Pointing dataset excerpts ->
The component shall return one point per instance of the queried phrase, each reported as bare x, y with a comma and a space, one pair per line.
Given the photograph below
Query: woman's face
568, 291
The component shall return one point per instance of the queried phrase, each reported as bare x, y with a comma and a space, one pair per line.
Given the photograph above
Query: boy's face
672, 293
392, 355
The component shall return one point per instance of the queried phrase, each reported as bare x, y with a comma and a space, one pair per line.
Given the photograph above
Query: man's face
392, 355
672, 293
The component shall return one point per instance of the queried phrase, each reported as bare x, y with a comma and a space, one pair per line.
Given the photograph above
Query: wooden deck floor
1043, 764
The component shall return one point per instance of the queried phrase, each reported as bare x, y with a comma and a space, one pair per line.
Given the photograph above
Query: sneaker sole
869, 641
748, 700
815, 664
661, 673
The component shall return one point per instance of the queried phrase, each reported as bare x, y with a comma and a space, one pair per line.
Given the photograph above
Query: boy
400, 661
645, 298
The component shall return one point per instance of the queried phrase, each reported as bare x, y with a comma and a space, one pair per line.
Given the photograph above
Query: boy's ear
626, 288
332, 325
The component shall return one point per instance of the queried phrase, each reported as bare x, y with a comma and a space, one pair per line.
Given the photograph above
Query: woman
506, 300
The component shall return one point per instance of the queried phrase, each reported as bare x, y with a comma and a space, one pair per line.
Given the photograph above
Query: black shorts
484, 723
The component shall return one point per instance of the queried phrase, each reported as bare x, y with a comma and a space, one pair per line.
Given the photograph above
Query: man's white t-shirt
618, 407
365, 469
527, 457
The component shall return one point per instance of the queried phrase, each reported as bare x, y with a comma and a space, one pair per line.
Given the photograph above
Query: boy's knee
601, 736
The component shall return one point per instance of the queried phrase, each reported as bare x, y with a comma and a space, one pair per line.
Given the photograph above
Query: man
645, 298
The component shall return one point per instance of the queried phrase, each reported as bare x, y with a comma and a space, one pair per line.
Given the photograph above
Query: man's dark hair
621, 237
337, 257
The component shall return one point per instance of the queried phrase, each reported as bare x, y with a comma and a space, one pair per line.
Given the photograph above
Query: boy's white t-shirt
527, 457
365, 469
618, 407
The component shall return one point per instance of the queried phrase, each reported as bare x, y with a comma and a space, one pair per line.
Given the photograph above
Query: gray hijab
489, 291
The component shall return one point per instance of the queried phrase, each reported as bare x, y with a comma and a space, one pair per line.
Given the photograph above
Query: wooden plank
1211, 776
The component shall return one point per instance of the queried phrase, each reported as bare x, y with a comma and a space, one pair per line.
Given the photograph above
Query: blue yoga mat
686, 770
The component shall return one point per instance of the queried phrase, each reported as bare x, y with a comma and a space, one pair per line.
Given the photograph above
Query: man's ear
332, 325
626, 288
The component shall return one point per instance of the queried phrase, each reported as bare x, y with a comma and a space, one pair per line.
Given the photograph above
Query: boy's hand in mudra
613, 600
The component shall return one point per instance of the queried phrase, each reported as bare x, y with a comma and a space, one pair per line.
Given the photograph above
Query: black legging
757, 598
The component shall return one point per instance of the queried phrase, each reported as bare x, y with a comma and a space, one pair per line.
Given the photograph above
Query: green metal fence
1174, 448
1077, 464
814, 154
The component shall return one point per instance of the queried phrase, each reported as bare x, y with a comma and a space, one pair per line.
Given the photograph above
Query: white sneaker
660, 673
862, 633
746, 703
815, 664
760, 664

Exercise goal -> Transcribe the data. Leave every line exactly as it is.

Exercise result ->
The component shall return one point per instance of the queried phrase, each reported as bare x, y with a comma and a space, one pair per line.
Given the photograph below
Query: woman's face
568, 291
The component shall return one point per instance of the queried phrase, each reported as bare x, y with a comma and a space, one pair per line.
Given the photograph above
Query: boy's face
672, 293
392, 355
The component shall return one point per instance of the queried phrase, each reported as bare x, y with a comma and a space, one pair per line.
Given the photograph above
Query: man's face
392, 355
672, 293
The component shall return one point per instance of the queried phrase, each reported as bare x, y with a comma and a space, one pair per line.
Given the photograph above
Query: wooden deck floor
1043, 764
The component shall return one point per instance of the queried phrase, each reported as bare x, y with a comma and a space, one pair per line.
Given the photograph above
Query: sneaker sole
869, 641
748, 700
815, 664
661, 673
The component shall return one point per instance of the queried phrase, each reported as bare x, y with a comma and a space, one pair per line.
Given the photograph above
Query: boy
400, 661
645, 298
The component shall return one point per instance of the queried phrase, each reported as bare x, y with a comma and a space, one pair per line.
Given the photograph above
Query: boy's ear
626, 288
332, 325
The component shall return one point per instance of the queried phrase, each reported as bare x, y with a comma and a space, one pair per line.
Given the photograph above
Query: woman
506, 300
The component shall return one point per instance of the queried phrase, each reported as bare x, y with a comma and a space, one pair per line.
Given the photograph above
Query: black shorts
484, 723
The component shall return one point per instance of the queried phrase, each reported as bare x, y with a comma and a space, one pair per line.
Given the photograph above
Query: man's white t-shirt
618, 407
365, 469
527, 457
The component shall return one point per instance of the queried phrase, each reported as bare x, y with a comma and a space, one pair per line.
Given the photograph above
Query: boy's knee
601, 736
The component shall return one point per instance of the queried phrase, each reported as bare x, y with a comma and a space, one pair per line.
Given the photograph above
Query: man
645, 298
The component shall return one point per instance of the queried phrase, each reported as bare x, y with a comma and a space, one pair per line.
Given the photograph above
Query: man's dark hair
621, 237
337, 257
The component shall return one point per instance of the queried phrase, each reported as bare x, y with a comma and a space, one pair per line.
Given the photograph above
Query: boy's white t-shirt
527, 457
365, 469
618, 407
The component shall return one point per instance of the queried phrase, each reported as bare x, y with a comma and a space, one pair per line.
Given the photograph above
Query: gray hijab
489, 291
The component shall return one point per instance of the queried phrase, each reported as bare x, y with a comma and a space, one pair per line.
Given the photograph above
Query: wooden plank
1211, 776
The component shall return one point per instance of the queried phrase, each reported as bare x, y with a comma and a space, one pair per line.
Given the photograph above
Query: blue yoga mat
686, 770
The component shall return one point per instance of the queried phrase, each reported as bare x, y with a comma and a space, one pair per line.
Given the photograph above
Query: man's ear
332, 325
626, 288
The component shall return one point per instance of the queried phrase, each reported as bare x, y with a comma and a space, one pair per line.
Given the photograph above
Query: boy's hand in mudra
613, 600
The component shall return one point per instance of the queried phrase, each reported as bare x, y with a comma and a space, one pair per line.
Given the photograph above
Query: black legging
757, 598
The component shall return one point per instance of the queried phrase, each reported as bare x, y with a comma and a space, one pair per line.
Given the photograph above
Query: green metal fence
1174, 448
1077, 464
814, 154
The component shall return one point per instance of the queried phrase, each reported as bare x, y with a comma and a space, one pair per line.
Given the photograph above
Query: white sneaker
660, 673
862, 633
746, 703
815, 664
760, 664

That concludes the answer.